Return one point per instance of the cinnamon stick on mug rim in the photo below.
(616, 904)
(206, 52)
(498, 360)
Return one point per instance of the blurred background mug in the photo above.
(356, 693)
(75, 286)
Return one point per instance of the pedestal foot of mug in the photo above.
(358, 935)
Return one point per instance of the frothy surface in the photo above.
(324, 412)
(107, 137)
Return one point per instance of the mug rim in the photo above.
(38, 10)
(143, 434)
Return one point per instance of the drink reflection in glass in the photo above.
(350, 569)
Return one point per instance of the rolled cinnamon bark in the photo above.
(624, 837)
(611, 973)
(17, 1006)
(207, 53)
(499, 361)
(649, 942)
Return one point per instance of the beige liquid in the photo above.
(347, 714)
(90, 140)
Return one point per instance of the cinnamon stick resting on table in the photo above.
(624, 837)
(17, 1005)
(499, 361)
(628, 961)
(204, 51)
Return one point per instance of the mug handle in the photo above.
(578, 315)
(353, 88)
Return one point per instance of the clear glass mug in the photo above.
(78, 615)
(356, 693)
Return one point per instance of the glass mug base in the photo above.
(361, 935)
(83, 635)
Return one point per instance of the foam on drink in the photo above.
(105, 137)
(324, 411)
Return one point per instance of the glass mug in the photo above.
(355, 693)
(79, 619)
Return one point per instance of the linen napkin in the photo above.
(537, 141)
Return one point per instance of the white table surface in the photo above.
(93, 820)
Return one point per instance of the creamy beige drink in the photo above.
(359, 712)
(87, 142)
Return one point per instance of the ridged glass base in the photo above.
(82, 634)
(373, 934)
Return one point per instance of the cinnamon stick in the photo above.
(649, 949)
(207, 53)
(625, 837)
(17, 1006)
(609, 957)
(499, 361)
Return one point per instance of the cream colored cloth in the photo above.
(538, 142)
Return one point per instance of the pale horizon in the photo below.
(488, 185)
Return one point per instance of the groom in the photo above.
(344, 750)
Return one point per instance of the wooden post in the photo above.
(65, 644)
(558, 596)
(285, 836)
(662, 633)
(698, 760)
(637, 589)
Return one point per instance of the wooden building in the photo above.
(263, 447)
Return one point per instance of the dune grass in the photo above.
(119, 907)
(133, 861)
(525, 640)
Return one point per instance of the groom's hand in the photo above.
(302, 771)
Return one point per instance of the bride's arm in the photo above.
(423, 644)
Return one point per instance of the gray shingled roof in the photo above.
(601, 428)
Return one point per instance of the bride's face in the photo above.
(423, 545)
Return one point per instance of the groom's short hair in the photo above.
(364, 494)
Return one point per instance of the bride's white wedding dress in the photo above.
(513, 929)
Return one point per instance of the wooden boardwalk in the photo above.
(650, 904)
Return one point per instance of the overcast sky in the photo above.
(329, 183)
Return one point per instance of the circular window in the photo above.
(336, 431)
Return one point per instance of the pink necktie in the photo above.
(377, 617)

-- To do --
Reproduce the material with "wooden" swapped for "timber" wherever it occurs, leaving everything else untouched.

-- Finished answer --
Return one point per instance of the cinnamon stick on mug rim in the photo below.
(616, 904)
(206, 52)
(498, 360)
Return one point per instance of the blurred background mug in the photo above.
(356, 693)
(75, 286)
Return one point per instance of the pedestal foot of mug in the photo above.
(358, 935)
Return one point per instance of the frothy surface in the photo above.
(324, 412)
(107, 137)
Return one point per instance of the mug rim in the photo above.
(38, 10)
(143, 434)
Return one point per instance of the drink reflection in glass in the photo above.
(350, 569)
Return one point per instance of the rolled cinnamon bark in the photo above.
(624, 837)
(611, 973)
(17, 1006)
(207, 53)
(499, 361)
(649, 942)
Return one point per instance of the beige liquid in the photo above.
(347, 714)
(90, 140)
Return one point per instance of the cinnamon stick resting on table in the photo above.
(624, 837)
(17, 1005)
(499, 361)
(628, 961)
(204, 51)
Return one point per instance of the mug handle in the photo above.
(578, 315)
(353, 88)
Return one point per instance of the clear glass mug in the photo above.
(78, 615)
(356, 693)
Return one point per instance of the glass mug base in the photo above.
(361, 935)
(83, 635)
Return one point per instance of the foam on drink in the photo above.
(105, 137)
(324, 411)
Return one point per instance of the glass mug in the photo above.
(355, 693)
(79, 619)
Return one point per instance of the linen napkin in the photo above.
(537, 141)
Return one point per instance of the white table surface in the photo above.
(93, 820)
Return one point per instance of the creamy beige drink in the photo above.
(359, 712)
(87, 142)
Return one point per instance of the ridged glass base in the photo above.
(82, 634)
(373, 934)
Return one point per instance of the cinnamon stick in the photo above.
(649, 949)
(207, 53)
(625, 837)
(17, 1006)
(609, 957)
(499, 361)
Return one point per instance of the cream colored cloth in the photo above.
(538, 142)
Return one point per instance of the pale horizon in the photo below.
(488, 185)
Return one point per instance of the groom in the photo above.
(344, 750)
Return one point per instance of the timber post in the photo above.
(65, 644)
(558, 596)
(285, 836)
(662, 633)
(698, 760)
(637, 589)
Return one point per instance of the timber building in the photo above.
(263, 447)
Return one point per instance of the dune grass in the photo above.
(119, 907)
(133, 861)
(525, 640)
Return one point per instance of the groom's hand in the photo above.
(302, 771)
Return one point per instance of the bride's arm in the photo above.
(423, 644)
Return one point per instance of the gray shingled roof in the photo above.
(601, 428)
Return one point per instance of the bride's face in the photo above.
(423, 545)
Return one point per instance of the groom's short hair in the photo above.
(364, 494)
Return one point per instance of the bride's white wedding dress in the photo above.
(513, 929)
Return one point per instance of the timber boardwalk in the photo above.
(650, 904)
Return one point per instance of the overcast sky in the photo above.
(329, 183)
Return one point per instance of the circular window in the photo above.
(336, 431)
Return one point per instance of the pink necktie in the photo above.
(377, 617)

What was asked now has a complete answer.